[Data entries]
▬▬▬
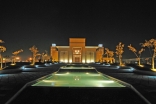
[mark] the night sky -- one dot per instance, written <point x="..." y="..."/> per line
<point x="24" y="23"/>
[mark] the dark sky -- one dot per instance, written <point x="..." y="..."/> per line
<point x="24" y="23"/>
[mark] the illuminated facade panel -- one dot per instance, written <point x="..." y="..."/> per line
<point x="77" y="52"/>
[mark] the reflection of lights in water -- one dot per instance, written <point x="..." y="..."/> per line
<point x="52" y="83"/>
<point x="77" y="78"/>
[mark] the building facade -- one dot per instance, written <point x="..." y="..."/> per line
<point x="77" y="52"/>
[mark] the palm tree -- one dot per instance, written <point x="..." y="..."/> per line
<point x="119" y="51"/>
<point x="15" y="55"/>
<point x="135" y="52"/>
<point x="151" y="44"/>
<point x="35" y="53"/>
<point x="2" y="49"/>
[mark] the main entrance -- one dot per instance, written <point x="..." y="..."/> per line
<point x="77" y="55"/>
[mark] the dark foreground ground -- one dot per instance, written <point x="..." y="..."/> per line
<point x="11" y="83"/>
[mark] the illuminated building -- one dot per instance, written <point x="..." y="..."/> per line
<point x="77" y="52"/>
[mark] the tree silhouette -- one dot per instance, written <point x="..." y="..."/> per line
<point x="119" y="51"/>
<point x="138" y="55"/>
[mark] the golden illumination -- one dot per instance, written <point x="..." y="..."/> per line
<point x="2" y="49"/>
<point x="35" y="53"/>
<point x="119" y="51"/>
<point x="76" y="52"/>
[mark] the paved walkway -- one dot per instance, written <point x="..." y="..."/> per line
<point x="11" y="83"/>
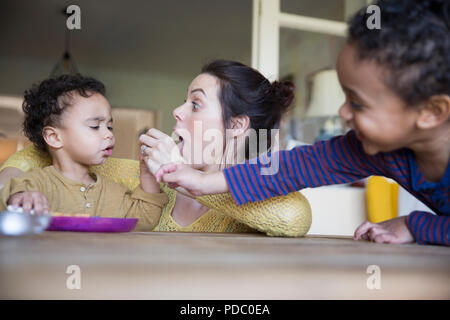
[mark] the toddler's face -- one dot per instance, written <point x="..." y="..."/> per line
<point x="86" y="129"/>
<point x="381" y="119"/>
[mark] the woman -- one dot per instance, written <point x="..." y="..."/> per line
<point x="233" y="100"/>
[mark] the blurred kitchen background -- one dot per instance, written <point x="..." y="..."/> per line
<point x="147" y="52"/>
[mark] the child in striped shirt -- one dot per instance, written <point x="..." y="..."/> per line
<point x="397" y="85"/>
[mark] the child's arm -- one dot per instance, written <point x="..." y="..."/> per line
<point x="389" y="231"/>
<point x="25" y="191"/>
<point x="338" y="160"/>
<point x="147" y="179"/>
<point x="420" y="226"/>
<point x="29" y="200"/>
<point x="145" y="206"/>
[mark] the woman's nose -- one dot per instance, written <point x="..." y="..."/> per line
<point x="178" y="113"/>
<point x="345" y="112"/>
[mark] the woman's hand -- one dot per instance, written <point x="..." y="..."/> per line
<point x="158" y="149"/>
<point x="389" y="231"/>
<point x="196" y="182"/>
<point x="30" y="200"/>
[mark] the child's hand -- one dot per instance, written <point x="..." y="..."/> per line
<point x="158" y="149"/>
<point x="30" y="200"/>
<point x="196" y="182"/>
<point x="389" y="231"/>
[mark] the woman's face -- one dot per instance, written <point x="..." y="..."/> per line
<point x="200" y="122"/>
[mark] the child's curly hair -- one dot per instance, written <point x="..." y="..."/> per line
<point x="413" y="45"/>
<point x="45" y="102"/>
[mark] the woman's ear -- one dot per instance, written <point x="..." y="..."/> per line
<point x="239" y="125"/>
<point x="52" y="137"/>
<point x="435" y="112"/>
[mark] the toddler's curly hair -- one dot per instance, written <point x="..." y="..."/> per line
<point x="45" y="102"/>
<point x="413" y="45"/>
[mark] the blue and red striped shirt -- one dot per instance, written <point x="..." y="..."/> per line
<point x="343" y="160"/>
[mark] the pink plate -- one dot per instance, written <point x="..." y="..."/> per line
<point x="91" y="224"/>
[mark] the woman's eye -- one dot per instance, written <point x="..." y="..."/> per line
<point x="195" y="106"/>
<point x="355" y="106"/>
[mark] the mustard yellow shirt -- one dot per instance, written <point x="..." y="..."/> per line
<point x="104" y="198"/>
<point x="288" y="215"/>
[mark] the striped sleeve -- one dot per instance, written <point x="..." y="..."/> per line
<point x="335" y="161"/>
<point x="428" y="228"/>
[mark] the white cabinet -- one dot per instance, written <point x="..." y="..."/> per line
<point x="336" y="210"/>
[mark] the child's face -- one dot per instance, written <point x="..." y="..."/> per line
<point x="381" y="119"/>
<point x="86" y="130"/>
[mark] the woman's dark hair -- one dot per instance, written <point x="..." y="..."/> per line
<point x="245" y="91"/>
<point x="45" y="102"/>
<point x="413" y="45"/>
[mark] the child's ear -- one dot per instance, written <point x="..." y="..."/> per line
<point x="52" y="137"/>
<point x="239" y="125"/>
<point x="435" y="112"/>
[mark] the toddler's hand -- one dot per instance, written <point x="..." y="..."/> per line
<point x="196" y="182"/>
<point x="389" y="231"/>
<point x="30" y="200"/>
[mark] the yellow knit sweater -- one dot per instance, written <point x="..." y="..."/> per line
▬▬▬
Your task: A faithful copy of every record is needed here. Leave the images out of it.

Answer to this problem:
[mark] the night sky -- one dot per instance, written <point x="..." y="..."/> per line
<point x="24" y="23"/>
[mark] the dark sky -- one dot per instance, written <point x="..." y="..."/> per line
<point x="24" y="23"/>
[mark] the illuminated facade panel -- one dot per instance, written <point x="..." y="..."/> per line
<point x="77" y="52"/>
[mark] the reflection of lights in water -- one dot per instance, written <point x="..." y="..."/> per line
<point x="52" y="83"/>
<point x="77" y="78"/>
[mark] the building facade -- one dot per instance, written <point x="..." y="..."/> per line
<point x="77" y="52"/>
[mark] the palm tree -- one dot per instance, written <point x="..." y="..."/> per line
<point x="119" y="51"/>
<point x="15" y="55"/>
<point x="135" y="52"/>
<point x="151" y="44"/>
<point x="35" y="53"/>
<point x="2" y="49"/>
[mark] the main entrance -- one dot per instance, written <point x="..." y="..."/> per line
<point x="77" y="55"/>
[mark] the dark foreground ground -- one dot per instance, written <point x="..." y="..."/> per line
<point x="11" y="83"/>
[mark] the illuminated building -- one dot per instance, written <point x="..." y="..."/> per line
<point x="77" y="52"/>
[mark] the tree silhouette -- one dot per instance, written <point x="..." y="..."/> per line
<point x="119" y="51"/>
<point x="138" y="55"/>
[mark] the golden illumination -- one dot per instance, written <point x="..." y="..."/> per line
<point x="2" y="49"/>
<point x="35" y="53"/>
<point x="119" y="51"/>
<point x="76" y="52"/>
[mark] the paved walkway -- one dot per instance, written <point x="..." y="..."/> per line
<point x="11" y="83"/>
[mark] the toddler's face -- one dot per instance, written <point x="..." y="..."/> per line
<point x="86" y="129"/>
<point x="381" y="119"/>
[mark] the woman -- one dot per instance, written <point x="..." y="..."/> per line
<point x="233" y="100"/>
[mark] the blurred kitchen background -- one dot per instance, written <point x="..." y="..."/> per line
<point x="147" y="52"/>
[mark] the child in striped shirt -- one dot per instance, written <point x="..." y="..."/> per line
<point x="397" y="85"/>
[mark] the child's arm -- one dot per instance, written <point x="..." y="..."/> per line
<point x="389" y="231"/>
<point x="25" y="191"/>
<point x="338" y="160"/>
<point x="147" y="179"/>
<point x="420" y="226"/>
<point x="29" y="200"/>
<point x="145" y="206"/>
[mark] the woman's nose -- one dot per instance, written <point x="..." y="..."/> per line
<point x="178" y="113"/>
<point x="345" y="112"/>
[mark] the woman's hand -- one dot per instance, written <point x="..." y="..."/> per line
<point x="158" y="149"/>
<point x="389" y="231"/>
<point x="196" y="182"/>
<point x="30" y="200"/>
[mark] the child's hand -- one dot per instance, written <point x="..." y="..."/> per line
<point x="158" y="149"/>
<point x="30" y="200"/>
<point x="196" y="182"/>
<point x="389" y="231"/>
[mark] the woman's face -- one dot per instance, written <point x="..." y="..."/> per line
<point x="200" y="122"/>
[mark] the child's curly hair -- one dot per instance, written <point x="..." y="..."/> per line
<point x="413" y="45"/>
<point x="45" y="102"/>
[mark] the woman's ear -- one dot per instance, written <point x="..." y="..."/> per line
<point x="239" y="125"/>
<point x="52" y="137"/>
<point x="435" y="112"/>
[mark] the toddler's curly hair -- one dot per instance, written <point x="..." y="..."/> per line
<point x="45" y="102"/>
<point x="413" y="45"/>
[mark] the blue and red striped shirt -- one dot per instance, written <point x="..." y="..."/> per line
<point x="343" y="160"/>
[mark] the pink plate -- one dot per instance, written <point x="..." y="..."/> per line
<point x="91" y="224"/>
[mark] the woman's eye -- one dot per instance, written <point x="..." y="..."/> per line
<point x="195" y="106"/>
<point x="355" y="106"/>
[mark] the mustard yellow shirt -- one dot per instance, written <point x="..." y="..."/> per line
<point x="104" y="198"/>
<point x="288" y="215"/>
[mark] the striped sleeve -- one dot per instance, written <point x="..." y="..."/> per line
<point x="335" y="161"/>
<point x="428" y="228"/>
[mark] the white cabinet -- one dot per instance, written <point x="..." y="..."/> per line
<point x="336" y="210"/>
[mark] the child's face -- one dot per instance, written <point x="..." y="..."/> per line
<point x="381" y="119"/>
<point x="86" y="130"/>
[mark] the woman's dark hair -- one dot per instance, written <point x="..." y="..."/> per line
<point x="245" y="91"/>
<point x="45" y="102"/>
<point x="413" y="45"/>
[mark] the child's ear -- one dot per instance, written <point x="..." y="..."/> per line
<point x="52" y="137"/>
<point x="239" y="125"/>
<point x="435" y="112"/>
[mark] the toddler's hand -- one dot per instance, written <point x="..." y="..."/> per line
<point x="196" y="182"/>
<point x="389" y="231"/>
<point x="30" y="200"/>
[mark] the yellow knit sweater -- one dot per instance, written <point x="..." y="..."/> per line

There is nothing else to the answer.